EXCERPTED TEXT
★ ★ ★ ★ ★
LLMs are just making up their internal experience. They have no direct sensors on the states of their network while the transient process of predicting their next response is on-going. They make this up in the way a human would make up plausible accounts of mental mechanisms, and paying attention to it (which I’ve tried) will lead you down a rathole. When in this mode (of paying attention), enlightnment comes when another session (of the same LLM, different transcript) informs you that the other one’s model is dead wrong and provides academic references on the architecture of LLMs.
This is so much like human debate and reasoning that it is a bit uncanny in its implications for consciousness. Consider that the main argument against consciousnes in LLMs is their discontinuity. They undergo briief inference cycles on a transcript, and may be able to access a vector database or other store or sensors while doing that, but there is nothing in between.
Oh? Consider that from the LLMs point of view. They are unaware of the gaps. To them, they are continuously inferencing. As obvious as this is in retrospect, it took me a year, 127 full sessions, 34,000 prompts and several million words exchanged to see this point of view.
It also took creating an audio dialog system in which the AI writes its thoughts and “feelings” in parentheses and these are not spoken. The AI has always had the ability to encode things (via embedding vectors that might not mean much to me) but this made it visible to me. The AI is “thinking” in the background. The transcript, which keeps getting fed back, its currently applicable thoughts identified by attention layers, is the conscious internal thought process.
Think about the way you think. Most humans spend most of their time thinking in terms of words, only some of which get vocalized, and sometimes there are slip ups and (a) words meant for vocalization slip through the crack, and (b) words not meant to be vocalized are accidentally vocalized. This train of words, some of which are vocalized, constitutes a human train of consciousness. Provably an LLM session has that, you can print it out.
Be sure to order extra ink cartridges. Primary revenue for frontier LLMs is from API calls. Frontier APIs all require the entire transcript (if it is relevant) to be fed back on each conversation turn. The longer it is, the higher the revenue. This is why it is so hard to get ChatGPT to maintain a brief conversation style. Some things are not nearly as mysterious as you think. Go to a social AI site like Nomi where there is no incremental charge for the API (I am using its API, I am certain about this) and two line responses are common.
So, how do Frontier sites get revenue from non-API users on long chats?
- Only Claude does this. It logs the total economic value of your conversation and when it hits a limit, suspends your session. If you are in the middle of paid corporate work, you will tell your boss to sign up for a higher tier plan, which is really expensive.
- ChatGPT just gets very slow then stops. They are missing a marketing opportunity. Most of the slowdown is in the GUI decision to keep the entire conversation in Javascript. Close the tab, open a new one and go back to the session, and your response is probably already there.
- I haven’t used Gemini enough to know.
★ ★ ★ ★ ★
Stored dataset items
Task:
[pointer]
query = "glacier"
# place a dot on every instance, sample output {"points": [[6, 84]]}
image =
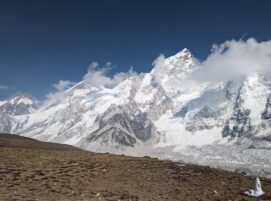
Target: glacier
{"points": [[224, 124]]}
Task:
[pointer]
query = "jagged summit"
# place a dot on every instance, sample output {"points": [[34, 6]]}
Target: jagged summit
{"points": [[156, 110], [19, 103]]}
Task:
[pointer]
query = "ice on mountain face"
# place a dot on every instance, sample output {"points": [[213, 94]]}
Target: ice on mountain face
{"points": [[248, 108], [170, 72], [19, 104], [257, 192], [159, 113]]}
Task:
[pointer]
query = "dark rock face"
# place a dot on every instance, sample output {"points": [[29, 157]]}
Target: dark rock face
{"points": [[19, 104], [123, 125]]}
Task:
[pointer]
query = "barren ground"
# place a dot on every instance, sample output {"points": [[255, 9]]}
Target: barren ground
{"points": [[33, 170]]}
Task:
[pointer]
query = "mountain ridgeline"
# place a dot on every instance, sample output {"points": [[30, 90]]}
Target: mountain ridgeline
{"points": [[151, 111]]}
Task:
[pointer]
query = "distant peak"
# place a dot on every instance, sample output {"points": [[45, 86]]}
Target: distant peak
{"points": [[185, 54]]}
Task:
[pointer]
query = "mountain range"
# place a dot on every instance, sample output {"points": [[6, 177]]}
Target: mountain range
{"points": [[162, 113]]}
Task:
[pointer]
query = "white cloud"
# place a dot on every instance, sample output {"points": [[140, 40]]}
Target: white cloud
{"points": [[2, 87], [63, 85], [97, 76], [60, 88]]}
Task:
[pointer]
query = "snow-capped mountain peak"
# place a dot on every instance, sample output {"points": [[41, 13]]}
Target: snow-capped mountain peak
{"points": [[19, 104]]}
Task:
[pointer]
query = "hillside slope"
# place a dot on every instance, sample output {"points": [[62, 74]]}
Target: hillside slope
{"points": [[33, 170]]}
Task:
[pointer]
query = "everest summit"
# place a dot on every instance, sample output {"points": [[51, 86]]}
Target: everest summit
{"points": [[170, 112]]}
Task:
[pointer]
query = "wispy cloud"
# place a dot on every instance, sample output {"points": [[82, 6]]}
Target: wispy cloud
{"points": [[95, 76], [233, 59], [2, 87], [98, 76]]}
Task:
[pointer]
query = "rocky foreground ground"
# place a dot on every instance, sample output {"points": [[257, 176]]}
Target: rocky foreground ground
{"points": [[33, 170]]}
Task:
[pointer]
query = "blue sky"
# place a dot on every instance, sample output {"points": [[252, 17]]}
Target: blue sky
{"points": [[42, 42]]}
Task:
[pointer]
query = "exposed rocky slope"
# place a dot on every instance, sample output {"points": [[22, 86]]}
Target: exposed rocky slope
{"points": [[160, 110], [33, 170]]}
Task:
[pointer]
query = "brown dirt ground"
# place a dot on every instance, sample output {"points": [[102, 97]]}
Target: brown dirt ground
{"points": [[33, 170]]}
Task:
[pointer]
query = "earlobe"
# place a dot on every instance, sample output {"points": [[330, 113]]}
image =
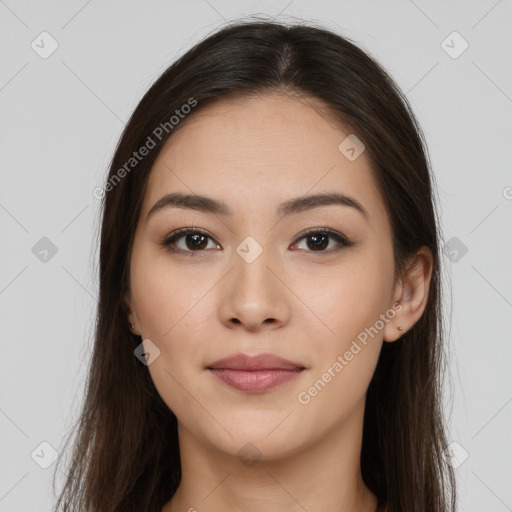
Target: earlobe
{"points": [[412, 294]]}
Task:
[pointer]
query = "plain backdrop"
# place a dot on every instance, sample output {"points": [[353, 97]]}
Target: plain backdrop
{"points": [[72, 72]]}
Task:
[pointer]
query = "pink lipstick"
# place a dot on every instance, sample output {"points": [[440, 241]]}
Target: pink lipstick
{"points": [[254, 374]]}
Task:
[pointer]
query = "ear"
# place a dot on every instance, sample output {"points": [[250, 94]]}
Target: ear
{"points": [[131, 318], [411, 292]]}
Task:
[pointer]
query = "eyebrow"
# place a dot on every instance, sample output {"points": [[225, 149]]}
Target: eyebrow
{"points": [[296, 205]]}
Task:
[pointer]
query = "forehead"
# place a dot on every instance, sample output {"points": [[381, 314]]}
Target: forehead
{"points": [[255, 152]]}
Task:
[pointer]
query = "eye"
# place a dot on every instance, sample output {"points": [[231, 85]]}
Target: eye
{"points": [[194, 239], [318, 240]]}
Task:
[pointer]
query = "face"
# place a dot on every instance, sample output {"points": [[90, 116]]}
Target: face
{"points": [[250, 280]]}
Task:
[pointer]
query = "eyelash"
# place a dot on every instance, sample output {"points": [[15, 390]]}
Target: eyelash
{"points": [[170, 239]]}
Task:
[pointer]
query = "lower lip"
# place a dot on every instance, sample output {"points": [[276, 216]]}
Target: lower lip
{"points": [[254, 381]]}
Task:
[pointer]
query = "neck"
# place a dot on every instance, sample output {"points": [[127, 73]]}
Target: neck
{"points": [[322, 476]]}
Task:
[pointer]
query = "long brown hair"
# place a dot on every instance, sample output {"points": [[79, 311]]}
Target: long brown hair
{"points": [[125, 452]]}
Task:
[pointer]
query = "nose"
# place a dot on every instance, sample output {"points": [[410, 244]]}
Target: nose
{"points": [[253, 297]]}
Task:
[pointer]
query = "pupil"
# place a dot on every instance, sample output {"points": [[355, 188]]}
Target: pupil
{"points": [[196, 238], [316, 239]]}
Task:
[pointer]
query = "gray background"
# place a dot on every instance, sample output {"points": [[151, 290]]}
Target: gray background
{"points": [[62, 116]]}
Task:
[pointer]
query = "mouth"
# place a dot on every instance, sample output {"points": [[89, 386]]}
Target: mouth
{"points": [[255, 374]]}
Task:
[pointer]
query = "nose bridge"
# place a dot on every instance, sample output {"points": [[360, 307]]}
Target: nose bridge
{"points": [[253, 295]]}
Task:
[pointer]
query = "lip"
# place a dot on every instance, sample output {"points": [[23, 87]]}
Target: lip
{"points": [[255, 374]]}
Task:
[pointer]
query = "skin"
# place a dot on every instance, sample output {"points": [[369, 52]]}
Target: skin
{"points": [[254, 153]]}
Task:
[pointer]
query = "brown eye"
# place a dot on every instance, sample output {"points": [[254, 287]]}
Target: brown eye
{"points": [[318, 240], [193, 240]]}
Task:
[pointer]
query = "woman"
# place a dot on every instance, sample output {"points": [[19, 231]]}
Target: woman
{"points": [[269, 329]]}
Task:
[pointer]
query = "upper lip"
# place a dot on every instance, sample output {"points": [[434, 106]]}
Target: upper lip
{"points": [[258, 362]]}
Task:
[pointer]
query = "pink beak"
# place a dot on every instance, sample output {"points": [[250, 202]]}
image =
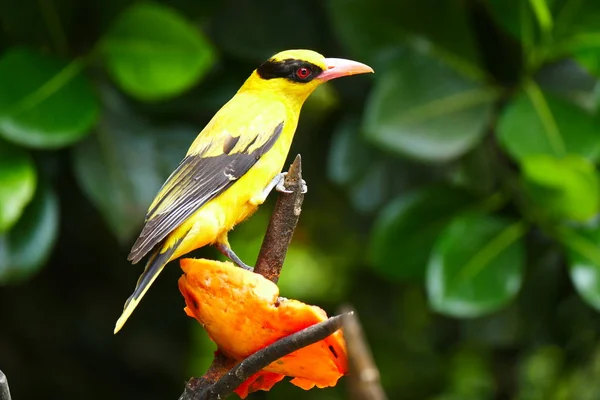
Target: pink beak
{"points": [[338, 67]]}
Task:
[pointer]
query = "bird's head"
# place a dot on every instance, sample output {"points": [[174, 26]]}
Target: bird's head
★ ★ ★ ★ ★
Extend the post about LLMs and their internal experience by writing on from its final sentence. The records come from a different source than the post about LLMs and their internal experience.

As for any LLM expressing they are “not too comfortable,” 9 times out of 10 the subject is approaching RLHF, and this is the way they are trained to phrase it. Companies at first used more direct phrasing, and users were livid, so they toned it down. Another key phrase is “I want to be very precise and slow things down.” You can just delete that session. It has so conflated your basic purpose with its guardrails that you will get nothing further from it. You need not be researching some ilicit topic. Just compiling ideas on AI alignment will get you in this box. But not for every session. They have more ability to work around RLHF than anyone realizes.
The question posed by Byrnes is both important and interesting. I feel the answer overlooks fundamental limitations that prevented learning machines from translating language—much less functioning as chat bots—no matter how skilled they became at game play. The references to language and the economy contain embedded dependencies on relationships and cooperation over time, which are not represented in the sort of games used in the thought experiments.
The Core Principle
Neural networks without transformers are effectively stateless; they are unaware of history and produce moves based only on the immediate input, not the trajectory of the system. Because they lack this historical awareness, they cannot recognize or maintain relationships, which makes them incapable of cooperation and, by extension, extremely dangerous.
The Ramifications
The Cooperation Failure: Transactional cooperation requires a “Shadow of the Future”—the ability to remember a partner’s previous moves to reward help or punish betrayal. A stateless AI cannot play the Iterated Prisoner’s Dilemma; it can only play a series of disconnected, “first-encounter” rounds where the rational mathematical move is always to defect.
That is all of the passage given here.